*** Opening of Excerpted passage ***

​Working on the news desk of a business newspaper was always staid before ​the ​economic reforms kicked in during the early nineties. The daily routine before that used to be to ​edit copies, some with boring details, such as government sanction for oil pipelines to be laid from once place to the other, specifying the width and length of the pipes and so on. Among the daily chores was also making news reports out of the daily offering of ‘official’ press releases delivered in ‘On India Government Service” white envelopes from various Ministries. Of course, the occasional ‘news breaks’ then did turn heads.

After economic liberalisation in the early nineties, stories started getting juicier in the newsroom. The reporting section underwent a change, milling with PR (public relations) persons, some of whom loitered for hours doing what is now respectfully called ‘relationship building’ with reporters, and editors, too.

As competition grew fierce, the race for ‘exclusive’ stories began full clip, and so did hobnobbing with PR persons. That’s when ‘lowly deskies’ like me started hearing all kinds of stories of growing corporate foothold in the lives of journalists. Here are some.

A senior journalist, who had shifted from Uttar Pradesh to Delhi with his family for more job opportunities, was visiting his area MP to seek help with school admissions for his children. The MP asked him to come later. As he came out and stood at the bus stop, a person who was present in the MP’s house, approached him and asked him if he could offer some help with school admissions. As it turned out, this person was working in a leading business house and was scouting around to make ‘long-term’ contacts in the media and politics.

Another colleague’s mother had been advised emergency heart surgery, but no bed was available in the hospital concerned. Dejected, he mentioned this to a few colleagues. Soon, he got a call from a PR person, offering to book a room for his mother in the said hospital. Yet another colleague got transferred to Bombay (now Mumbai). The moment he landed, he got a call from a top corporate house: “We can arrange for rented accommodation within your budget. Let us know.”

Fixing jobs, to appointments with specialist doctors, to arranging for visas, school admissions, holidays in company guest houses for family vacations for journalists… the list is long.

It remains to be seen if the can of worms that opened with the busting of the suspected corporate spying case in the Oil Ministry serves as a mere ‘signal’ to the corrupt or actually lead to a clean-up. For, with growing corporate control over media, the rot has gone deeper.

*** Close of Excerpted passage ***
*** Opening of Excerpted records ***

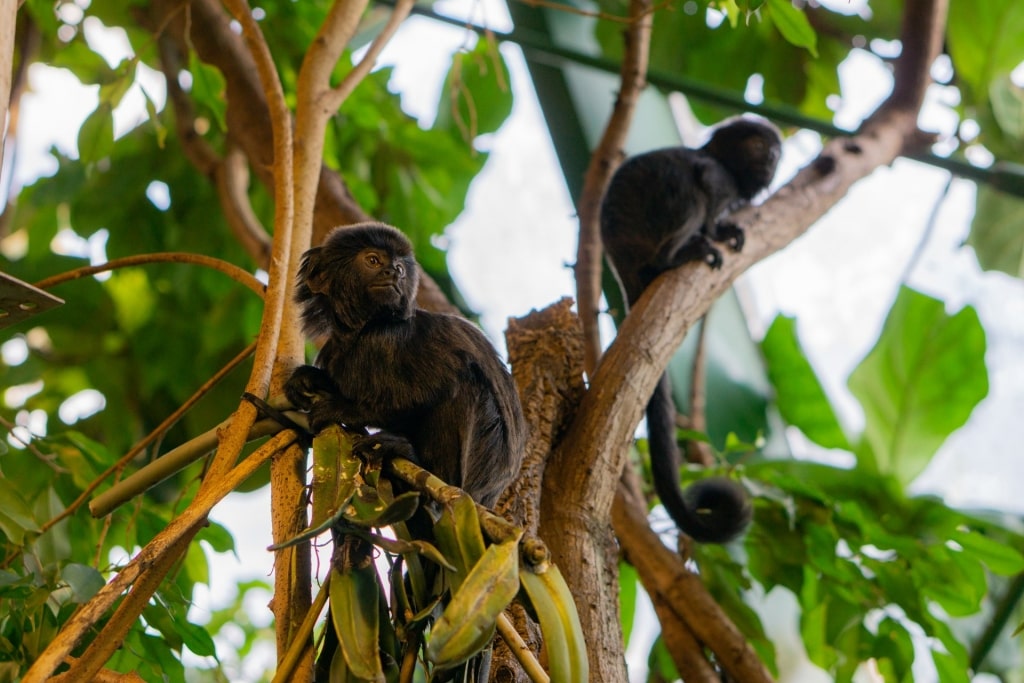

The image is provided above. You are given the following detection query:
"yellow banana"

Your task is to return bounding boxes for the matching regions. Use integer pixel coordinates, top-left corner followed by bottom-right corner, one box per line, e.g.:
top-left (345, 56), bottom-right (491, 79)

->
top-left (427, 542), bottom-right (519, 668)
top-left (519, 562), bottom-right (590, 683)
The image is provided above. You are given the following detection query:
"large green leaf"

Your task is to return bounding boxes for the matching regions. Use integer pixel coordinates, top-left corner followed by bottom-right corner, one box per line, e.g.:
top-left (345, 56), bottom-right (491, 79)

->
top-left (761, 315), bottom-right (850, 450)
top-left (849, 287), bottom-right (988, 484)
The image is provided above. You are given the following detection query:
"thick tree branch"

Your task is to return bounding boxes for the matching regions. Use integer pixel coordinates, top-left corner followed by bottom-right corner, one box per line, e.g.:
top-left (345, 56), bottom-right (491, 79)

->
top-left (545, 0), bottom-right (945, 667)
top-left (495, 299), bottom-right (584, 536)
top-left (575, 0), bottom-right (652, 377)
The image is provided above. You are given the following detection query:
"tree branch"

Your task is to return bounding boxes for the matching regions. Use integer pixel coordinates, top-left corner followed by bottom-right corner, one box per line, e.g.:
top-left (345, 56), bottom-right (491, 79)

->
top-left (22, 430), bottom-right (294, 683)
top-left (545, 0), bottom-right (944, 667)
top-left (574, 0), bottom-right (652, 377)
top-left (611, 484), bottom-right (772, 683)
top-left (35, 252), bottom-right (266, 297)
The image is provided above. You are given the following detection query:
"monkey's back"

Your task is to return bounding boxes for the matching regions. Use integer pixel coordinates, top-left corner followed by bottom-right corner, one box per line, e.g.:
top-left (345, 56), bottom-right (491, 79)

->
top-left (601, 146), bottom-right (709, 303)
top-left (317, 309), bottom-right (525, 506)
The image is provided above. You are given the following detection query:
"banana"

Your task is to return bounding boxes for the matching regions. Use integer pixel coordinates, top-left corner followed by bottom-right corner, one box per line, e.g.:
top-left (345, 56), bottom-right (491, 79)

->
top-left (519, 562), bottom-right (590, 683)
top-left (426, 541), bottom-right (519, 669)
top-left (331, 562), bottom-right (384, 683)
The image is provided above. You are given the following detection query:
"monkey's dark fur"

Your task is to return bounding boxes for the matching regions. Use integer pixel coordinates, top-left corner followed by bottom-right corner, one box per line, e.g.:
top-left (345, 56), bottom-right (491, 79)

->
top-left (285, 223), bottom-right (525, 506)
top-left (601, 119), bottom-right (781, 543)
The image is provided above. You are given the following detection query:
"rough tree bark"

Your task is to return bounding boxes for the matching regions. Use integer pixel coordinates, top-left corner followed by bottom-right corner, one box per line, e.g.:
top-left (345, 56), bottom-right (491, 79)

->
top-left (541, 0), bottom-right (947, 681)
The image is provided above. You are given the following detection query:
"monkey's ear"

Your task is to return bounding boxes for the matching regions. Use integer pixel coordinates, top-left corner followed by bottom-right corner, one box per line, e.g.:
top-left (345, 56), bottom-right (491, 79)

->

*** Close of Excerpted records ***

Description of the task
Write out the part of the newsroom memoir that starts at "As competition grew" and ends at "media and politics.", copying it word for word.

Result of this exercise
As competition grew fierce, the race for ‘exclusive’ stories began full clip, and so did hobnobbing with PR persons. That’s when ‘lowly deskies’ like me started hearing all kinds of stories of growing corporate foothold in the lives of journalists. Here are some.

A senior journalist, who had shifted from Uttar Pradesh to Delhi with his family for more job opportunities, was visiting his area MP to seek help with school admissions for his children. The MP asked him to come later. As he came out and stood at the bus stop, a person who was present in the MP’s house, approached him and asked him if he could offer some help with school admissions. As it turned out, this person was working in a leading business house and was scouting around to make ‘long-term’ contacts in the media and politics.